MATERIAL FOR THIS EXERCISE:
-- Opening Marker --
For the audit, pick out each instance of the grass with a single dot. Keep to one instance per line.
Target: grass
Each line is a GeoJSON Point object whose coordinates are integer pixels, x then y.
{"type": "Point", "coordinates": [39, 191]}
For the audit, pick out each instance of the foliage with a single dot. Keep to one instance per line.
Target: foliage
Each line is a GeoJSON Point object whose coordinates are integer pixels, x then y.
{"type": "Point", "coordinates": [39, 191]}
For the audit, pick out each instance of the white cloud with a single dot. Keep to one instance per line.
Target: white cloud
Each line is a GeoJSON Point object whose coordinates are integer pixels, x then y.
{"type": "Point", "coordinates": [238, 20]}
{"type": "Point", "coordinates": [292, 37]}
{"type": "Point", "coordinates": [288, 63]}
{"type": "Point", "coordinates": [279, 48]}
-- Closing Marker --
-- Opening Marker --
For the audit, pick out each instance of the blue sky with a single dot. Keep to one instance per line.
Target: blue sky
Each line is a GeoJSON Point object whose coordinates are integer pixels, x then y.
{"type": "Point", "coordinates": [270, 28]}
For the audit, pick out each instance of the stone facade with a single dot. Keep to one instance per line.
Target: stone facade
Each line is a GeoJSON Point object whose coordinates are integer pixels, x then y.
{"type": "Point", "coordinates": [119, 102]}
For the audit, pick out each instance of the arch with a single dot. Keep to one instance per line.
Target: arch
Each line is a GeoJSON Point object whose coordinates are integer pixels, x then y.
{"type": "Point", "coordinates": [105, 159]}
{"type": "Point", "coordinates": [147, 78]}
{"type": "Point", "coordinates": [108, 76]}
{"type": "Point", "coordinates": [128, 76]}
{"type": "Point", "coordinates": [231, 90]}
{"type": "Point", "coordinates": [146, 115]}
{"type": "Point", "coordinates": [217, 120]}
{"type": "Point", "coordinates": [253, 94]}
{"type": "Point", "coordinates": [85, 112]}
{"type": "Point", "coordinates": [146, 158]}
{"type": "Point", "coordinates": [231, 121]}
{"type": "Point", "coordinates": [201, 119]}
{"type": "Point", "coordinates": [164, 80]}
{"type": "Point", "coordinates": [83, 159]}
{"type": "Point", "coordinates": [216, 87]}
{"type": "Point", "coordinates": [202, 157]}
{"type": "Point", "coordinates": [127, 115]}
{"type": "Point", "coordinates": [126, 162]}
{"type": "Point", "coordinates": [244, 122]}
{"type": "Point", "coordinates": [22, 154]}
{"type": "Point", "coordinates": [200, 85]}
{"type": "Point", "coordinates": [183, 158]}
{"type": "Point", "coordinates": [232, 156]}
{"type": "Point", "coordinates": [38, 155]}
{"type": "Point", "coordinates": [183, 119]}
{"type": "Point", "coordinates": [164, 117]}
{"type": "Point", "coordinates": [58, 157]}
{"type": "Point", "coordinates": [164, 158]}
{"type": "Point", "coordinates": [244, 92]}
-- Closing Marker --
-- Opening Marker --
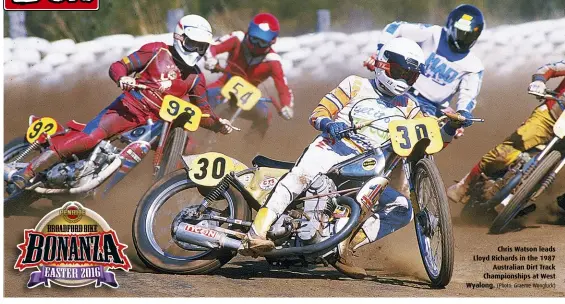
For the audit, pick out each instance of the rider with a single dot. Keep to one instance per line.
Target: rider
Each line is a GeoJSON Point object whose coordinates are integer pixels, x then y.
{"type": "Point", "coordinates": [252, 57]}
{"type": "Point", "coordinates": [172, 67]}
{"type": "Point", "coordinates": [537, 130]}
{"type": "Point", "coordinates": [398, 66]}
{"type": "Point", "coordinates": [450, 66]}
-- Closing Marker --
TASK TO CARRY OUT: Copy only the lines in the listing that contain "white".

WRITTEN REPLY:
For the audit, pick out each instance of the white cloud with a single dot. Keep to one instance per line.
Target: white cloud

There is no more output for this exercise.